--- BEGIN EXCERPT PROVIDED ---

SPEECH TO ROTARY CLUB OF GIRVAN ANNUAL DINNER
MALIN COURT, TURNBERRY, AYRSHIRE
SATURDAY 7thNOVEMBER 2015
I started my career in Girvan District Council at the age of 22 and then went on to join Kyle & Carrick District Council, where I remained for 22 years. I remember around 1980 when my eldest son was only 3, I had been carrying him on my shoulders around Ayr town centre and I handed him back to my wife and went into Burns House in Burns Statue Square, the Council HQ, to Chair a meeting of the Leisure & Recreation Committee. They were usually a pretty unruly mob, but this day they all seemed strangely subdued. They all just sat staring at me in silence. It was only after about half an hour that I leant back in my chair and clasped my hands on top of my head when I discovered to my horror that I had a huge toffee stuck to my hair! I tore it off and gingerly laid it on the table in front of me, where it sat like a big hairy hedgehog for the rest of the meeting!
On another occasion, when I was leader of the Administration in a hung council...12 Labour, 12 Tory and Provost Gibson MacDonald holding the balance of power, I was going to my office on the top floor of Burns House when I saw the Labour Leader, Keith MacDonald, go into Gibson MacDonald’s office. Gibson’s office was in the middle between my office and Keith McDonald’s and long before, I had discovered that the ventilation system that ran around the external wall of the building, just under the windows, acted as an amazing amplifier. If you stuck your ear to it you could hear every word that was being spoken next door.
I raced across to the window and clamped my ear to the vent and sure enough, listened in as Gibson and Keith plotted to unhinge some key items in the Tory budget. Then I heard Keith say, I saw Struan go into his office earlier, so I will go in to see him and feed him some rubbish about the budget that will throw him off the scent. I quickly retreated back to my desk and when Keith knocked on the door I called “Come in” and pretended I was hard at work on some papers. Keith proceeded to spin me a line, but I wondered why he kept staring at me in a strange way. It was only later when I went to the loo and looked in the mirror that I saw to my horror that I had six, concentric black lines down one side of my face! A couple of days later the engineers arrived and blocked up all the ventilators!
I can tell that I’ve been around for a long time when they begin tearing down buildings that I opened! Together with Provost Sandy Paton from Troon, and George Younger, when he was MP for Ayr, I opened the Burns Interpretation Centre in Alloway. They’ve just torn it down to make way for a new one! I’ll bet the poor ratepayers haven’t even finished paying for the first one yet! I also opened the Swimming Pool in Girvan, which was pulled down years ago. My greatest pleasure, however, was giving the order to dynamite the old school building at Cambusdoon in Alloway, where I had been a pupil for five unhappy years. When it became derelict and a danger to the public, I was the Convener of the Planning Committee and was able to fulfil every schoolboy’s dream and order my old school to be blown up.

--- END EXCERPT PROVIDED ---
--- BEGIN RECORD SET ---

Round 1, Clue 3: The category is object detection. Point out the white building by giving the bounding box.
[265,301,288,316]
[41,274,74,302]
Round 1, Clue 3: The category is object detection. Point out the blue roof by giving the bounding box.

--- END RECORD SET ---
--- BEGIN RECORD SET ---

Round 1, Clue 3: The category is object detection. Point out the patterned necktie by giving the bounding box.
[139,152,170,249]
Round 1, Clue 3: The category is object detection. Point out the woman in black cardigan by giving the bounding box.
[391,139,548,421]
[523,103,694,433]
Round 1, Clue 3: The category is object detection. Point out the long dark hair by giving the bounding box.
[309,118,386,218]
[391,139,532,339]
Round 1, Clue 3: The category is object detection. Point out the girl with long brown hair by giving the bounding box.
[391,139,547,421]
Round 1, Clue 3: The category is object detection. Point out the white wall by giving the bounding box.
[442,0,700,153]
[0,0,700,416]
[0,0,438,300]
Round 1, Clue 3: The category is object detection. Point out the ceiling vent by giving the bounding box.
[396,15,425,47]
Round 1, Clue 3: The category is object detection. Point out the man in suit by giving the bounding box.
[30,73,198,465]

--- END RECORD SET ---
--- BEGIN RECORD SET ---

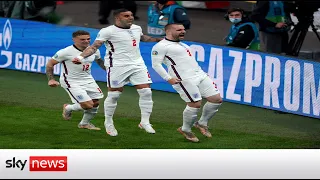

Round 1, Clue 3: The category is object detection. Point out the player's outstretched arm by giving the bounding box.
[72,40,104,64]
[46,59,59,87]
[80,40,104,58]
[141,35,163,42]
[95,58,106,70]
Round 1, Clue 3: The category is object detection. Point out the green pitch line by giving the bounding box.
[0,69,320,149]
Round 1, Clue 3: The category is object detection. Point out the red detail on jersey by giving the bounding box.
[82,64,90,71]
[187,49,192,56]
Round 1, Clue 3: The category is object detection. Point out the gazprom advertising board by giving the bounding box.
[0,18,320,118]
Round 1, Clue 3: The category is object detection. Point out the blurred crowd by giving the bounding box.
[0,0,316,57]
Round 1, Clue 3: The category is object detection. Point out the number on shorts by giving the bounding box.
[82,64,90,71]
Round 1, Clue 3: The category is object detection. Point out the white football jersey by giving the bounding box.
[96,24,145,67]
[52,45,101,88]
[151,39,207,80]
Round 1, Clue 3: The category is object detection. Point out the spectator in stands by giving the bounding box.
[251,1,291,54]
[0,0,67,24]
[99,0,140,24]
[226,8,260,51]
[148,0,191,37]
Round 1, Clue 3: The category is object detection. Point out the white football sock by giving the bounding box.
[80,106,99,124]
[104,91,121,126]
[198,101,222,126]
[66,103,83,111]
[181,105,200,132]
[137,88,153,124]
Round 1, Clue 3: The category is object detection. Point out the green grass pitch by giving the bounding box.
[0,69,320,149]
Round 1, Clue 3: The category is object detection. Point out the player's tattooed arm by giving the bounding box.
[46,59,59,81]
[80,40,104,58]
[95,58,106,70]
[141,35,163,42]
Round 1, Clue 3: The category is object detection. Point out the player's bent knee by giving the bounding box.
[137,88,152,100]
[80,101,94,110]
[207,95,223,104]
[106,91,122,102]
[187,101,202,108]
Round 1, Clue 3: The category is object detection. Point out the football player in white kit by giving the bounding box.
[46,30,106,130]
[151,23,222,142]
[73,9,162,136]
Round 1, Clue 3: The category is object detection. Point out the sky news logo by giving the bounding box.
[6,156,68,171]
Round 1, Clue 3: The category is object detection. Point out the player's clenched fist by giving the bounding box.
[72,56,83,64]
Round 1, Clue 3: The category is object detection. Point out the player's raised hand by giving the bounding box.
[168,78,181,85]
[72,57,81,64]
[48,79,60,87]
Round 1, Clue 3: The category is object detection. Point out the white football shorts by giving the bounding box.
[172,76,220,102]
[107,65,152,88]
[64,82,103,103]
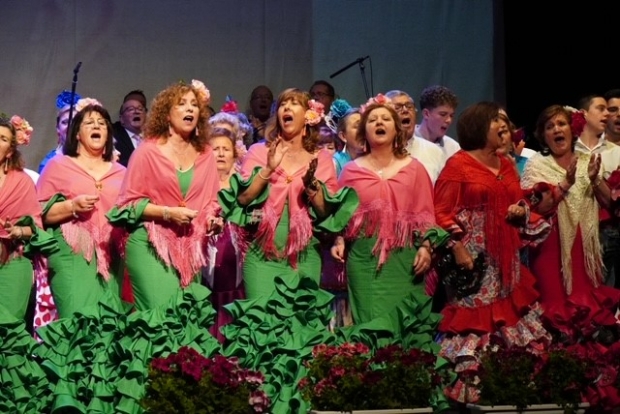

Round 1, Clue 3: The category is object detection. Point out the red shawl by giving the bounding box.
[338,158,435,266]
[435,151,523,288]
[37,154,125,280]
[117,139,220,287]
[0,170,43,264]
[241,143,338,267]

--- END RECORD SET ---

• **GIVEN INSTRUCTION**:
Reproduce word for word the passage of the Rotary Club dinner speech that begins with the words containing "I can tell that" and ends with "be blown up.".

• **TASK SOLUTION**:
I can tell that I’ve been around for a long time when they begin tearing down buildings that I opened! Together with Provost Sandy Paton from Troon, and George Younger, when he was MP for Ayr, I opened the Burns Interpretation Centre in Alloway. They’ve just torn it down to make way for a new one! I’ll bet the poor ratepayers haven’t even finished paying for the first one yet! I also opened the Swimming Pool in Girvan, which was pulled down years ago. My greatest pleasure, however, was giving the order to dynamite the old school building at Cambusdoon in Alloway, where I had been a pupil for five unhappy years. When it became derelict and a danger to the public, I was the Convener of the Planning Committee and was able to fulfil every schoolboy’s dream and order my old school to be blown up.